Material to process →
• • • • •
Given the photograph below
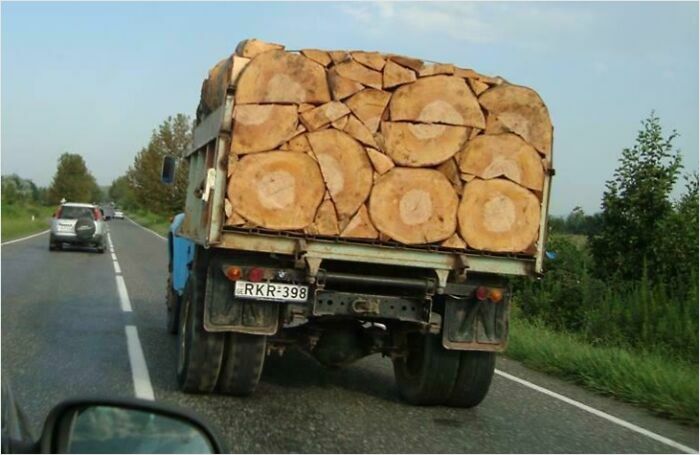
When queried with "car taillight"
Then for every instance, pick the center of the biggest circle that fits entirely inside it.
(256, 274)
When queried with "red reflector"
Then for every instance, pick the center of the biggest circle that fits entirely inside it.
(256, 274)
(481, 293)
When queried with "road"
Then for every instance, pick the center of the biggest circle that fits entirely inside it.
(63, 334)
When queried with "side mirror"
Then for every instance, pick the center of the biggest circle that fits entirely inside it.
(124, 426)
(167, 173)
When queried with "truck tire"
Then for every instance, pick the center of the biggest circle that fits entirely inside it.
(426, 375)
(199, 351)
(473, 379)
(244, 356)
(172, 306)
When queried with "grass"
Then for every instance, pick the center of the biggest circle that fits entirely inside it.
(153, 221)
(665, 386)
(17, 220)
• • • • •
Problem details →
Can you transcribe all of the data above word for word, omitting the picture?

Expected answer →
Given the photograph below
When queried with "car taillight"
Then for every instance, pick the center of the biggest circle that fits entirely inside it.
(256, 274)
When queried with "red reflector"
Then for every instance, pick the center of the biggest circle that fits entirely inside it.
(256, 274)
(481, 293)
When queried with "road"
Then for every instance, pick the center of the biggest circle that fits entirely inside it.
(63, 334)
When queried with "side mirror"
Then for every instance, pick the center of the biggest circle that fits entirely inside it.
(124, 426)
(167, 173)
When queried with "truck tire"
Then for every instance, pick the center of the biggest circle that fits entirely inside it.
(426, 375)
(199, 351)
(473, 379)
(244, 356)
(172, 306)
When queried with "grass"
Then for every instance, pick the center of the biggest circle that fits entirely inside it.
(153, 221)
(665, 386)
(17, 220)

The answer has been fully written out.